▸ **TO-DO LIST**
[a] Using the passage on Claim C below, decide whether each statement agrees with it, answering yes or no and quoting the deciding words: (i) the Second Defendant gave details on the loan at the AGM of 29 January 2005; (ii) the rights she said were under threat were rights of ownership; (iii) liability for the shortfall of the loan arises under Clause 6.3.
[b] Carry on the passage on Claim C below from the point where it stops.

▸ **SELECTED PASSAGE**

.....

Dealing with Plaintiffs' Claim C which relates to information required she argued that in terms of Section 32(1)(b) of the Constitution "Everyone has the right of access to:- (b) any information that is held by another person and that is required for the exercise or protection of any rights." She argued that it is apparent from the allegations in the Plaintiffs' Amended Declaration that the rights which were under threat and needed protection by the supply of the information sought, was the rights of ownership. At the AGM of 29 January 2005, the Second Defendant was unable to furnish details on the loan. As owners and members of the Body Corporate liable for the shortfall of the Loan in terms of Clause 6.3 thereof, she argued that she is entitled to access to all the information pertaining to the loan Agreement. Further in her capacity as trustee, with the obligations defined in the provisions of both Regulation 35(1) of the Act and Management Rule 35 (1), she was entitled to access to the information pertaining to the Loan Agreement from the Second Defendant and to access to all information pertaining to the assets and expenditure from all the Defendants.

.....

▸ **DATA PROVIDED**

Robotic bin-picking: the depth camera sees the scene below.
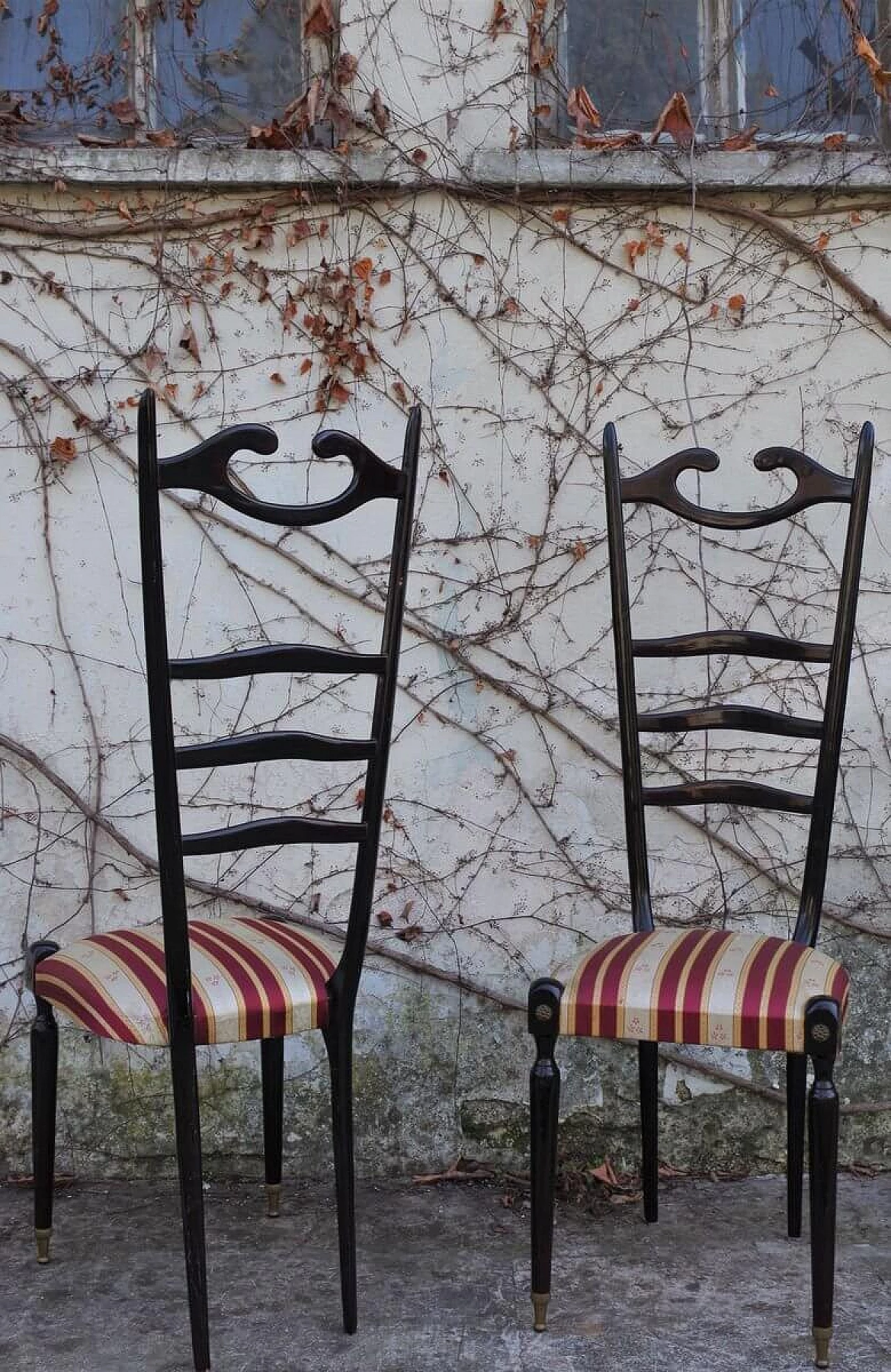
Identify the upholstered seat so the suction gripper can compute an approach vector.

.....

▸ **RESPONSES BY TASK**
[a]
(i) No: "At the AGM of 29 January 2005, the Second Defendant was unable to furnish details on the loan."
(ii) Yes: "the rights which were under threat and needed protection by the supply of the information sought, was the rights of ownership."
(iii) Yes: "liable for the shortfall of the Loan in terms of Clause 6.3 thereof"

[b]
She pointed out that the Second Defendant relies upon the decision of Land and Agricultural Bank of SA v Parker for its submission that trustees must act collectively. It is apparent from the Plaintiffs' Amended Declaration that at the time when the Fourth and Fifth Defendants signed the Loan Agreement on 2 March 2004, Benny Singh and Mrs Ratcliff were trustees. The resolution authorizing Fourth and Fifth Defendant to conclude the Loan Agreement is not authorized by these 4 trustees collectively. Mr Coetzee found that there was no quorum at this meeting of 2 March 2004. On these grounds alone, the loan is invalid.


She argued that Second Defendant's reliance on the Land Bank decision (supra) to preclude their rights of access to information based on the provisions of Regulation 35(1) and Management Rules 35(1) is misconceived. The decision does not support the conduct of the Fourth and Fifth Defendants in their signing the loan on 2 March 2004, without Benny Singh and Mrs Ratcliff. She argued that in Thorpe and Others v Trittenwein and Others 2007 (2) SA 172 (SCA), the Court held that the "trust could not be bound by the assent of a single trustee in the absence of the joint decision of the co-trustees" (or the majority if that is all that the trust did require). The power of Fourth and Fifth Defendants to sign the Loan Agreement was dependent upon the collective decision including Benny Singh and Mrs Ratcliff. This was not done. In Thorpe's case, the Court found that the Agreement of sale is void ab initio and of no force and effect.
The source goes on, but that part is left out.